WORK TO BE COMPLETED: Scan the records for the string "dappled" and copy every line that holds it.

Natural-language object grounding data

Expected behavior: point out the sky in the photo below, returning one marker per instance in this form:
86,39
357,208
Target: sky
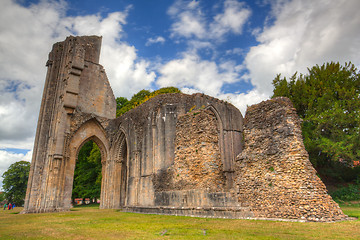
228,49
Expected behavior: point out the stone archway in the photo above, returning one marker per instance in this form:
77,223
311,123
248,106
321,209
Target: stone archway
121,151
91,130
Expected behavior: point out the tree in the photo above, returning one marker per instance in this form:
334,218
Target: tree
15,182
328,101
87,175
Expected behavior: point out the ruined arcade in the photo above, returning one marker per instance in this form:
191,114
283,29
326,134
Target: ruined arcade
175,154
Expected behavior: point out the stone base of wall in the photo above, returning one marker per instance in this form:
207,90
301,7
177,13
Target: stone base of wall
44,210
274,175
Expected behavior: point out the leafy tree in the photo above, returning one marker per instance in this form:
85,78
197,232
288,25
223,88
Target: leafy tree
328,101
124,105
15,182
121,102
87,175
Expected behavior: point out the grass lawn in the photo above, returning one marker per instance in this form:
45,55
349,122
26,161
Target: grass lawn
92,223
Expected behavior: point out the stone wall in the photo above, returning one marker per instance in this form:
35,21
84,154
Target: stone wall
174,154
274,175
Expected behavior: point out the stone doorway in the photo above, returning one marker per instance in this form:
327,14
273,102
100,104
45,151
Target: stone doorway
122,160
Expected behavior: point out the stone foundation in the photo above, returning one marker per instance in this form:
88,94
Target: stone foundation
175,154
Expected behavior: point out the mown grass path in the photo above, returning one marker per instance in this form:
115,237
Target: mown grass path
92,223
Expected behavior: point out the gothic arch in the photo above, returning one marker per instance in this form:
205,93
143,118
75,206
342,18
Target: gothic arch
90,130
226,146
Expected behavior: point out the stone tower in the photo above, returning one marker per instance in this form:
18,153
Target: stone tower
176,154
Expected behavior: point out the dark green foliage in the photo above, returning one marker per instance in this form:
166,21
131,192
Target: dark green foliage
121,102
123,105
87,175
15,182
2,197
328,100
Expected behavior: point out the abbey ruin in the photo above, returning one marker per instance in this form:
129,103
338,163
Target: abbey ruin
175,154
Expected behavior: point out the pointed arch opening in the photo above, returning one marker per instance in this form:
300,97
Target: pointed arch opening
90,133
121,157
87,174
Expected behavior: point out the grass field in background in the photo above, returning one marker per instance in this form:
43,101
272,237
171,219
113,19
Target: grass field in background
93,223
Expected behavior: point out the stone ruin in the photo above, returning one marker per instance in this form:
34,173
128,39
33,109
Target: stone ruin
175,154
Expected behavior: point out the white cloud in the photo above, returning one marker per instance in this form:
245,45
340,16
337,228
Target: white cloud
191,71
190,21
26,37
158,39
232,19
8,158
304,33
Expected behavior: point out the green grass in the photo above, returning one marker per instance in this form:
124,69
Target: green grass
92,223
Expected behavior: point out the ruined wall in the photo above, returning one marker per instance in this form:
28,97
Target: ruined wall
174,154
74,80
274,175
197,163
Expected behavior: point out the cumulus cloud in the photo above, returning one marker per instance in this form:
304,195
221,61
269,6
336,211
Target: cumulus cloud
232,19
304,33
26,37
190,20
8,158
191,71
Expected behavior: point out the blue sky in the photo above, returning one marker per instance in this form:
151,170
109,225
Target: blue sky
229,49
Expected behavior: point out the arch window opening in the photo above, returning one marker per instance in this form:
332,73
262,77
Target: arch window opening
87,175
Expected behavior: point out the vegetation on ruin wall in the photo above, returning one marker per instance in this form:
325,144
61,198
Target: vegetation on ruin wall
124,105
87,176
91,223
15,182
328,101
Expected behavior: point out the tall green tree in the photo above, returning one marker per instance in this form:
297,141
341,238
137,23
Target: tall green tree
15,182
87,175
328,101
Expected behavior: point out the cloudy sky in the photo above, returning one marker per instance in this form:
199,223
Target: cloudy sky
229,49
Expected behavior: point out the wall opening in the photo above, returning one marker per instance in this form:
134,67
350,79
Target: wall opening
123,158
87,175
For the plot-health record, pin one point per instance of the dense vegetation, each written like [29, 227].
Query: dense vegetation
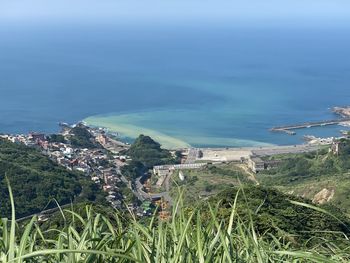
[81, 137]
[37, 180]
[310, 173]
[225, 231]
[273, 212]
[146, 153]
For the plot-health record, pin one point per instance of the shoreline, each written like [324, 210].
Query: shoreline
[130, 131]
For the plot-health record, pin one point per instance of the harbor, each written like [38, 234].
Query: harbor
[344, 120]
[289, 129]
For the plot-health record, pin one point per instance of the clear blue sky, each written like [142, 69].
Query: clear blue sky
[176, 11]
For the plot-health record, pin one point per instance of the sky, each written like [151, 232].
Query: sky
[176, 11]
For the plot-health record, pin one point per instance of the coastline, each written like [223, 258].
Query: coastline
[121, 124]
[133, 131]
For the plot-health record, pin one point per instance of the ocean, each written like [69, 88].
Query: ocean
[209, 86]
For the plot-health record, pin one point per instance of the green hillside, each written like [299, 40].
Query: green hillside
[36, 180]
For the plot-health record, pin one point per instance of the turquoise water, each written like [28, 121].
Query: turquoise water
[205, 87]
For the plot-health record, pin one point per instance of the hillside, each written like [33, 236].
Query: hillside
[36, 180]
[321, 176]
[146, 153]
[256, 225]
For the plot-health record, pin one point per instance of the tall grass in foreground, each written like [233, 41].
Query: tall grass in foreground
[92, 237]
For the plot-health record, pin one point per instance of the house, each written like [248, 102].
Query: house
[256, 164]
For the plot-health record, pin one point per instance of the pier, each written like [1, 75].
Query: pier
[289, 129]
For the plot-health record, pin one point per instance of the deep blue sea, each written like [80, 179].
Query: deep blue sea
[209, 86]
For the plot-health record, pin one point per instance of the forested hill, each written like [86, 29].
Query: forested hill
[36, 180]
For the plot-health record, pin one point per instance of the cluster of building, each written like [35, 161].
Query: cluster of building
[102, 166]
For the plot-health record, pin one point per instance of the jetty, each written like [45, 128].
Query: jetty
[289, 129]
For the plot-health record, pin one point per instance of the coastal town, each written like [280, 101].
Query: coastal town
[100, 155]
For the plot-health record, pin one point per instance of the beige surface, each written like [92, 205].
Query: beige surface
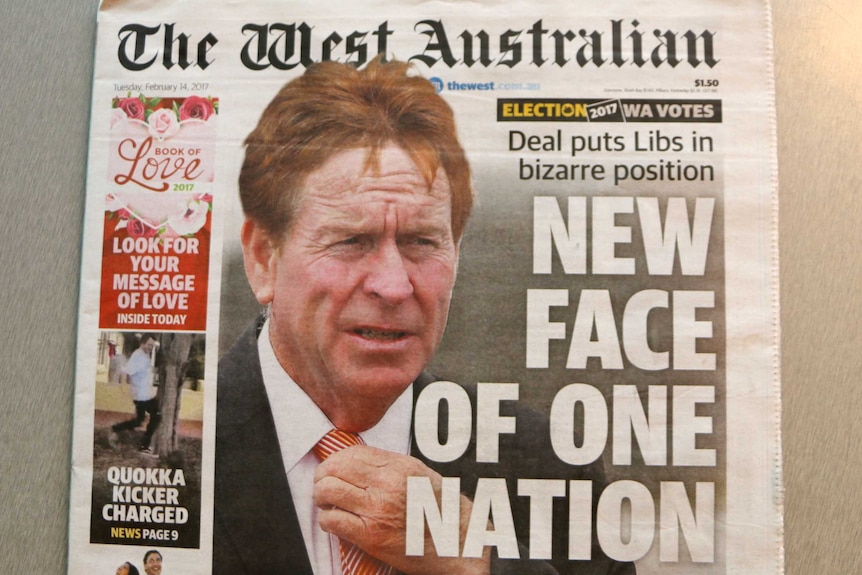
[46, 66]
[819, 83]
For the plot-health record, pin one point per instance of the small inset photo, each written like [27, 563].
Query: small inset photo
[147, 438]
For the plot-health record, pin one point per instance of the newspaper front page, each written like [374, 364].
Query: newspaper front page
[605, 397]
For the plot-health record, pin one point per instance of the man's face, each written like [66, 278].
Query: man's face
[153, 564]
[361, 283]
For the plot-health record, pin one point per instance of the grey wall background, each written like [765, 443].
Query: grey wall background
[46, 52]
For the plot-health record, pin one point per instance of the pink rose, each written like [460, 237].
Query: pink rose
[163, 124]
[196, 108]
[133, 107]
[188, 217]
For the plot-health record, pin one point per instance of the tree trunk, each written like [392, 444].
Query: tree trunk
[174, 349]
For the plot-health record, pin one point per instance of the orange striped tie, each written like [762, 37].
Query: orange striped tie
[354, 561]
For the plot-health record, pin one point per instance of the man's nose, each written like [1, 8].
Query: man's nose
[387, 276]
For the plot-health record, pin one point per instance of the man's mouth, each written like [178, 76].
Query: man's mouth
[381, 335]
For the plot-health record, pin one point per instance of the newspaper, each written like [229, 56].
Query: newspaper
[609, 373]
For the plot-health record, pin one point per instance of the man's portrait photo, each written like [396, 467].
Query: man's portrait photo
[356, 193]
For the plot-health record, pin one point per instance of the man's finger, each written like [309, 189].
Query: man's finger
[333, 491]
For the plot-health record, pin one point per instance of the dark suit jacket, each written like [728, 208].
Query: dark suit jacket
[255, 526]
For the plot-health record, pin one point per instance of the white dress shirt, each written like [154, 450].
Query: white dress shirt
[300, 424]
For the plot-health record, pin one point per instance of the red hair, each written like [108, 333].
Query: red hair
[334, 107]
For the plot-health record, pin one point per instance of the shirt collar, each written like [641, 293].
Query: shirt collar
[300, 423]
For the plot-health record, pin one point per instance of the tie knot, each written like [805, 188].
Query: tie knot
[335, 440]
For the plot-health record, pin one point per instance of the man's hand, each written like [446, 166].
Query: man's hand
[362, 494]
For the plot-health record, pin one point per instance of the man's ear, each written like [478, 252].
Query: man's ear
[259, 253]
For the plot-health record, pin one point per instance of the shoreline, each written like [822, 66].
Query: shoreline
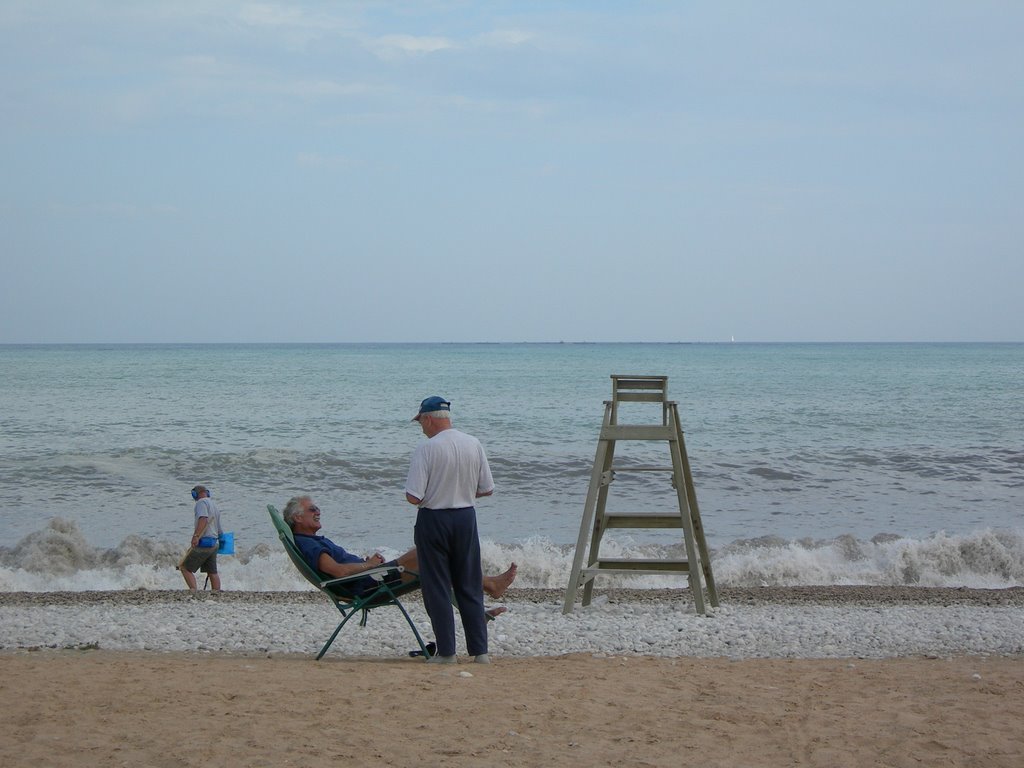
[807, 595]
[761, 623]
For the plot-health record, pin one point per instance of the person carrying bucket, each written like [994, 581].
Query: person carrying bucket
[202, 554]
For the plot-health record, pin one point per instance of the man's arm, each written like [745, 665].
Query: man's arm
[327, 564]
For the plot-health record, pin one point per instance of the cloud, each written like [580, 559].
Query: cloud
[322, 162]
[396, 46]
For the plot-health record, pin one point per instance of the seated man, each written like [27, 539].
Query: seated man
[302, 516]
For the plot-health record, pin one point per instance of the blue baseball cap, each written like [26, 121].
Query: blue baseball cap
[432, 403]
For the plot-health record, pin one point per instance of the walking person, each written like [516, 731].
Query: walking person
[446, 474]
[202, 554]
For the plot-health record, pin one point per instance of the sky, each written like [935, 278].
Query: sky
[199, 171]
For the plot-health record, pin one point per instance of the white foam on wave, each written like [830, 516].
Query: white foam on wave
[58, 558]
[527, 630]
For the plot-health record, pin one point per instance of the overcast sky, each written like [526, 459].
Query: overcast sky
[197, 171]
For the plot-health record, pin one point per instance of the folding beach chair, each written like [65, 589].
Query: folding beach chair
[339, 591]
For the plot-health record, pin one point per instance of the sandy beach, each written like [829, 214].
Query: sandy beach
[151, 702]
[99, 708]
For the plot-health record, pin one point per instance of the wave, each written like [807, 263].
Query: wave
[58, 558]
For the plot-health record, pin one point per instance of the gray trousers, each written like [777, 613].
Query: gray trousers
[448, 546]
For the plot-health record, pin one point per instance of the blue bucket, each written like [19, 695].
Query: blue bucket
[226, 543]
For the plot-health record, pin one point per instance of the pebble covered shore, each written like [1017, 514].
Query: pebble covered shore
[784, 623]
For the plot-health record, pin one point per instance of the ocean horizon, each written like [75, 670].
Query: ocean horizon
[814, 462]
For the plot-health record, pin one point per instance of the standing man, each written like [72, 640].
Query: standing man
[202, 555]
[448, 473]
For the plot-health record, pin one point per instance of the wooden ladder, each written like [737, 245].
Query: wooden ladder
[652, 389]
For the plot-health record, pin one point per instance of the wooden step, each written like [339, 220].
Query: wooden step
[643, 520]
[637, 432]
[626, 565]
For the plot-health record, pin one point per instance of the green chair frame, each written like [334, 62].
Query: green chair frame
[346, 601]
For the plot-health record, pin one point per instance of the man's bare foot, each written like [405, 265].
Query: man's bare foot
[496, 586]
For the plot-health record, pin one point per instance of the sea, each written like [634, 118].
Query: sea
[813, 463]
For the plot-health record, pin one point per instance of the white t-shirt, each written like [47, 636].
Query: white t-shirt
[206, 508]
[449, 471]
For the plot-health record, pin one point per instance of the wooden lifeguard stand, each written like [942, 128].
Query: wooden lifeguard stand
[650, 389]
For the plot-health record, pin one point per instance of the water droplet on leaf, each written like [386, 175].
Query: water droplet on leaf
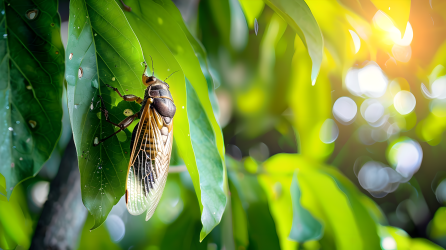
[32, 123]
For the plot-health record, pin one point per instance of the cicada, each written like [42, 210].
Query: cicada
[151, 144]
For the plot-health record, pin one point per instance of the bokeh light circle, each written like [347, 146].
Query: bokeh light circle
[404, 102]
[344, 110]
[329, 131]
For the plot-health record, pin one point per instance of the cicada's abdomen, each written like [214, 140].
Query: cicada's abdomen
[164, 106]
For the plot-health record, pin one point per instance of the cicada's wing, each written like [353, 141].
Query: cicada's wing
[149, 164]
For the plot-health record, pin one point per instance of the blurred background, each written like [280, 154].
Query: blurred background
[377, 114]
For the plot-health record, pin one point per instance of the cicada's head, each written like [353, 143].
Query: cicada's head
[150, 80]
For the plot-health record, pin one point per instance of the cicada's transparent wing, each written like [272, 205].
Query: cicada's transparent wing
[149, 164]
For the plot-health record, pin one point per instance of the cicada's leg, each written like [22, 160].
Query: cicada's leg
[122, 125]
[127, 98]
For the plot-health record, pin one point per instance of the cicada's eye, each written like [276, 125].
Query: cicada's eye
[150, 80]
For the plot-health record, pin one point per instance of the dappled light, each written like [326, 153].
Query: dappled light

ANSWER TO THIS PROBLEM:
For the plot-health record, pin one point per instance of the dappled light, each written like [326, 153].
Query: dappled light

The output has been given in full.